*** Block opens ***

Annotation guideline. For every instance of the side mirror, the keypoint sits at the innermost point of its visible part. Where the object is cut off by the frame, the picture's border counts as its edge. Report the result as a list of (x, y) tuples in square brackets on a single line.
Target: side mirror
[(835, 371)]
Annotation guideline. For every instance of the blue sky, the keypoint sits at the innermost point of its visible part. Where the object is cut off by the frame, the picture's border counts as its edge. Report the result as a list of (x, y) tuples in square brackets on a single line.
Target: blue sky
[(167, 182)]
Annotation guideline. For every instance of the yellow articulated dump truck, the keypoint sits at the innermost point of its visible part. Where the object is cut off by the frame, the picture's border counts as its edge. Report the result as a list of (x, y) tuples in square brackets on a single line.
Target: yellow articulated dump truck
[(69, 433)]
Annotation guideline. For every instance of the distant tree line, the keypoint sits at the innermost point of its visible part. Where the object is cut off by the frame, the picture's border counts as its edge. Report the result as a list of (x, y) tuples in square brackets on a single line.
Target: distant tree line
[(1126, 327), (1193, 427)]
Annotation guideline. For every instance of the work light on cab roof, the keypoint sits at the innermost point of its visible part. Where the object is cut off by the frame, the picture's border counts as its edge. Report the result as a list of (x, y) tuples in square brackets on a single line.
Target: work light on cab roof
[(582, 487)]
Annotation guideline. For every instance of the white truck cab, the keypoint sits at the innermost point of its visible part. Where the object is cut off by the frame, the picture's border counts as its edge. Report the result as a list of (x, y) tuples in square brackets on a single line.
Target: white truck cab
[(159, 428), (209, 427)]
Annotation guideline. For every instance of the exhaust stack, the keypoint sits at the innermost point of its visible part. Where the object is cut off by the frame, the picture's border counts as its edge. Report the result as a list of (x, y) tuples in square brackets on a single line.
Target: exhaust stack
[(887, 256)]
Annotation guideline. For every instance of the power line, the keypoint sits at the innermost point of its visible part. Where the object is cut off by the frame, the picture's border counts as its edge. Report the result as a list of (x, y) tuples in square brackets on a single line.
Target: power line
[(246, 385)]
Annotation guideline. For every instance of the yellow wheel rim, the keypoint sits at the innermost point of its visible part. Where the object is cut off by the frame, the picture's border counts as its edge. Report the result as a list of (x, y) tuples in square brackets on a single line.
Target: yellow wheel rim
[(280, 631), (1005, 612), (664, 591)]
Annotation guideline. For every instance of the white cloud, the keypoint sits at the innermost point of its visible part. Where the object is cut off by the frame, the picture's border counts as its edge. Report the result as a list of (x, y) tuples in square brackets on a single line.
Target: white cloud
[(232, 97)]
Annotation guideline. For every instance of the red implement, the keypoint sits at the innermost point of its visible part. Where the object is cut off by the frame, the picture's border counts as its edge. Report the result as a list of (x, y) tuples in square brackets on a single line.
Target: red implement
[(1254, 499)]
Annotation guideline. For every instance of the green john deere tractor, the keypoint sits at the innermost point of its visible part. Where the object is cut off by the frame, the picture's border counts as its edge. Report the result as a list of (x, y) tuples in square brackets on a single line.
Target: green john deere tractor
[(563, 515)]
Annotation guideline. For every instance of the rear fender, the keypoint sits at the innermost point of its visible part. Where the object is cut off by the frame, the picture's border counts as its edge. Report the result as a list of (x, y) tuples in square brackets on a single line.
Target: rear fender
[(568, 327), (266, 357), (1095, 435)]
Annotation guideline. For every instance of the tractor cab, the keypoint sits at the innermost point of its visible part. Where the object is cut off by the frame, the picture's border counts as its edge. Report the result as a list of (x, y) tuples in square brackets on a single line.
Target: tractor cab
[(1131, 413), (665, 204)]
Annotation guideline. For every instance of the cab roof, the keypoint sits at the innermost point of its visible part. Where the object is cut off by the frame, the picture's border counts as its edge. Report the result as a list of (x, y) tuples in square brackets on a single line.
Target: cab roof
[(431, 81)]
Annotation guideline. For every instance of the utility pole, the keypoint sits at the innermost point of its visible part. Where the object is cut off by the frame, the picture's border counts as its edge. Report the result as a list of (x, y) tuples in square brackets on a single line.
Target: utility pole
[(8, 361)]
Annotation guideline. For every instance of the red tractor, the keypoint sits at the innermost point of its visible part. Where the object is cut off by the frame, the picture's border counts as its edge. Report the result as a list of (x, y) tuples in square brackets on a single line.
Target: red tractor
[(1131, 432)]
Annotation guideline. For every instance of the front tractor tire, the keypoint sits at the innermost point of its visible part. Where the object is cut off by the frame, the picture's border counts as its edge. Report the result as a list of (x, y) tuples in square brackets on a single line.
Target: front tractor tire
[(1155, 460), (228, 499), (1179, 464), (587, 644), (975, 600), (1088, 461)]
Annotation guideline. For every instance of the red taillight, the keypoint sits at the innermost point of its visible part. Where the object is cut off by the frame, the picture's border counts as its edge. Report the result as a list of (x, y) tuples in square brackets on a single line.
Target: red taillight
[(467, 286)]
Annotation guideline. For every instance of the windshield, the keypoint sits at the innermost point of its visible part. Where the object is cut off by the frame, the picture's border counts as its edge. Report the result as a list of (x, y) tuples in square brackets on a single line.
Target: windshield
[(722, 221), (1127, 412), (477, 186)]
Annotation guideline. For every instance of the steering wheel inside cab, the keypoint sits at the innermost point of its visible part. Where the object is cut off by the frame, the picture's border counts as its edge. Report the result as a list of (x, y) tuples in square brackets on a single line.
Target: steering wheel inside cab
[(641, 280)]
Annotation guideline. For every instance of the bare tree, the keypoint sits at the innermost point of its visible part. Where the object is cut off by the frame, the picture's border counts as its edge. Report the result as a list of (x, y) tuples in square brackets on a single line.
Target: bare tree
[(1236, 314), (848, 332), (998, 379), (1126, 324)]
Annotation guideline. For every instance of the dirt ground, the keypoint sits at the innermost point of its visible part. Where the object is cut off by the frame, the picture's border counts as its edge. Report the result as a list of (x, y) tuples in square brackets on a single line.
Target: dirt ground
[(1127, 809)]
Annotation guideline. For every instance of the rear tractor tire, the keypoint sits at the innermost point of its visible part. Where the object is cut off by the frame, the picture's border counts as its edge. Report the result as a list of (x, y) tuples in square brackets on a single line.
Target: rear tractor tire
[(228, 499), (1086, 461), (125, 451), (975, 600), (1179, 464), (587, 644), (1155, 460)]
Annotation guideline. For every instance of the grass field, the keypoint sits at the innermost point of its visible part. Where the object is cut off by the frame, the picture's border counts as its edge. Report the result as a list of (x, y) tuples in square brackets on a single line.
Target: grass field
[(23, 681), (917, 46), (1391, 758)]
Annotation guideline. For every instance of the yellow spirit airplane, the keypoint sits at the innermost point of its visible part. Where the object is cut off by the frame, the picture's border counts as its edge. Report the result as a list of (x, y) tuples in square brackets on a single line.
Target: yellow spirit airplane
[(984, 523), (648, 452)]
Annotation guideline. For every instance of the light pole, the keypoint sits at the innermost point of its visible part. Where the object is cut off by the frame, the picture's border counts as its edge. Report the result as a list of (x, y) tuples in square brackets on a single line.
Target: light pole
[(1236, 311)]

*** Block closes ***

From the listing above, output exactly the run of lines that starts with the line containing "Target: power line" and ends with the line containing "red implement, the".

Target: power line
[(246, 385)]
Annotation guideline. For every instance of the yellow wheel rim, the keypoint sits at the innermost point of its visible part. Where the object is cut off by the frame, the picture's border counts as its edge. Report the result as a list of (x, y) tuples in square brackets on a single line.
Target: yellow wheel rim
[(280, 631), (1005, 612), (664, 591)]
Annotation guideline. For every instance of the white cloud, the keypoint sits at the innermost point of its visible part. Where the object is cut off by the frame, the picture's border counts as its edge. Report the result as a list of (x, y) tuples in square brackets on a single line.
Target: white cloud
[(232, 97)]
Annotation guideline. For every instance of the red implement, the keypoint sits at the innermost point of its visible part. Where the object is cut off by the frame, the picture's border counts as its edge. Report the result as a list of (x, y) tuples in square brackets on a single line.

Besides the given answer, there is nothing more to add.